====== TEXT SHOWN

Why? It's a classic image (nowadays) representing the start of the hero's journey: the hero in his ordinary world, before adventure's call.
If you're not familiar with the term "hero's journey," it's a phrase coined by American mythologist Joseph Campbell, whose book The Power of Myth you may have read in one of your English classes, or watched as a PBS documentary. For the hero's journey, Mr. Campbell describes a cycle found in myths and stories across language and time in which the hero of the myth follows the same basic steps.
Map that circle to the plot for Star Wars (Episode 4 - 6), and you'll see that Luke Skywalker's story follows this path quite closely, which both George Lucas and Joseph Campbell acknowledge in the Power of Myth documentary.
This month's presenter, Eric Kaufmann, applies this cycle to the development of the leader. And why not? Often in organizations, leaders are people who have attained some sense of the ordinary in their work. That ordinary has been acknowledged by the rest of the organization, and leaders are then challenged with a call to adventure -- a promotion, for example. Or a new project. So there they are, standing atop a rise overlooking a vista that they'd walked past every day but never really seen, wondering what happens next. From that point on (with perhaps a skip over step 3) the leaders will find themselves beset by obstacles and uncertainty, perhaps awash in office politics with allies, enemies, and the occasional test of one's resilience.

============
====== EXTRACTED RECORDS

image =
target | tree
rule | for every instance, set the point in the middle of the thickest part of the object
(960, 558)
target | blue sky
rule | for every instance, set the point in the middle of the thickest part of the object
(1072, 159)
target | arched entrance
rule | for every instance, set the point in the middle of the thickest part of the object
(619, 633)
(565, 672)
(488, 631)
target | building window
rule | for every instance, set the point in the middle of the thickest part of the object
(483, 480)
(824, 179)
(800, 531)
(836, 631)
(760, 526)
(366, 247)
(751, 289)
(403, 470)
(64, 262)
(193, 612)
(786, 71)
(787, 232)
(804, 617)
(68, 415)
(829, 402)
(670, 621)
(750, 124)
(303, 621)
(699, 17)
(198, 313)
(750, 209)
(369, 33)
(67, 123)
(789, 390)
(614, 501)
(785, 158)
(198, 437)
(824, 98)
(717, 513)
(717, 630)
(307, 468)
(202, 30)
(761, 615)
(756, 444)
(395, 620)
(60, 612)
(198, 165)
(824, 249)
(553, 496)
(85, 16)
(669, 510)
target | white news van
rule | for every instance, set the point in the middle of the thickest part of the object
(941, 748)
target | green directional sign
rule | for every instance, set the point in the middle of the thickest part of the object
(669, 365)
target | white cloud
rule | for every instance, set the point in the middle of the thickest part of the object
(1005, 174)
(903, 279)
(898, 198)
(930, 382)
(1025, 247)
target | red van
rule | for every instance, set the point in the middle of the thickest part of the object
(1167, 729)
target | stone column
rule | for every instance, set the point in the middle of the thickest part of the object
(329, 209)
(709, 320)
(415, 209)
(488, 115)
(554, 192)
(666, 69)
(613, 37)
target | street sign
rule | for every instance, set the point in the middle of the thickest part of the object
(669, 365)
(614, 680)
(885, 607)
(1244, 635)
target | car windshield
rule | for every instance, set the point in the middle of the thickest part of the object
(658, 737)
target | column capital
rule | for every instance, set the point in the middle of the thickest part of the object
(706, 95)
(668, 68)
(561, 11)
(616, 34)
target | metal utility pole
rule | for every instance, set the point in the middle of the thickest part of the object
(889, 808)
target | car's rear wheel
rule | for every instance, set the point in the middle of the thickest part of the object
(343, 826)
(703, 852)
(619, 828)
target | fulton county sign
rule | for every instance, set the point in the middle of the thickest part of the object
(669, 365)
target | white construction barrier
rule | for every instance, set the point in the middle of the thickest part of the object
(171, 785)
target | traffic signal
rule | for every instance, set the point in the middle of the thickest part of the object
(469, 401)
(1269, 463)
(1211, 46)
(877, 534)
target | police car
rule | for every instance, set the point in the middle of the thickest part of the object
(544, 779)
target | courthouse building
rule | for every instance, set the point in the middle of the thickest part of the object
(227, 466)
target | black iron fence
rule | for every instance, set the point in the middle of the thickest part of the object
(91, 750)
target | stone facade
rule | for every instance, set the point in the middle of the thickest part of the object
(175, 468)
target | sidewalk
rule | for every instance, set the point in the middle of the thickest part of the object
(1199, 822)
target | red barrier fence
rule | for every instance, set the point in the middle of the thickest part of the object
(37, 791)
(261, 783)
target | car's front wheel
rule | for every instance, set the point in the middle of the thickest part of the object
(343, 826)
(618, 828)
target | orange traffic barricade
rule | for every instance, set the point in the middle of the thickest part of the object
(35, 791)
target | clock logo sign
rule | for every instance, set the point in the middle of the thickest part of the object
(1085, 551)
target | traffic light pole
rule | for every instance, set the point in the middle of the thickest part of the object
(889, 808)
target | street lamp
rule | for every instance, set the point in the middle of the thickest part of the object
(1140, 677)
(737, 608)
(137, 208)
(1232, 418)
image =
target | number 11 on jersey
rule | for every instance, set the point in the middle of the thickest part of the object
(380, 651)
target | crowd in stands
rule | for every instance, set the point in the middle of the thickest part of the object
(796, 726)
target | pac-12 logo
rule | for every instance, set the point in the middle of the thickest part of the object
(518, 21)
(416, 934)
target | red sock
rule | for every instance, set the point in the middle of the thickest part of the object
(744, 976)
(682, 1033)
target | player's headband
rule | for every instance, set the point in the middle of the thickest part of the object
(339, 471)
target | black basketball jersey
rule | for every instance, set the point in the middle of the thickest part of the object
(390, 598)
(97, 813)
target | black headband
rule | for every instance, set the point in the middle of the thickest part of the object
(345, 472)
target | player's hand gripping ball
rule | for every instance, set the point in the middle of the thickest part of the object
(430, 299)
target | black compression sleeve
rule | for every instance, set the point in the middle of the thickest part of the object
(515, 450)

============

DIRECTIVES ->
(a) Write out the stretch of the hero's journey passage from "If you're not" through "same basic steps.".
(b) Continue the passage on the hero's journey and leadership from its last sentence.

ANSWERS FOR THIS EXERCISE ->
(a)
If you're not familiar with the term "hero's journey," it's a phrase coined by American mythologist Joseph Campbell, whose book The Power of Myth you may have read in one of your English classes, or watched as a PBS documentary. For the hero's journey, Mr. Campbell describes a cycle found in myths and stories across language and time in which the hero of the myth follows the same basic steps.

(b)
Not sure if Mr. Kaufmann will be including any Star Wars references in his June 24 presentation, but I'll probably be softly humming the Skywalker theme during dinner.
It's hard not to create an allegory out of the absence of our scheduled May presenter, Devon Scheef, and her topic of Knowledge Sharing. Ms. Scheef is someone who has developed an expertise in the topic, and quite suddenly, unintentionally, she was unable to join us. President Elect Jeffrey Hansler stepped in to take her place.
And here's where the metaphor comes in. 48% of managers and supervisors are eligible for retirement this year. Does each of those managers have someone who is able to step in and fill their shoes?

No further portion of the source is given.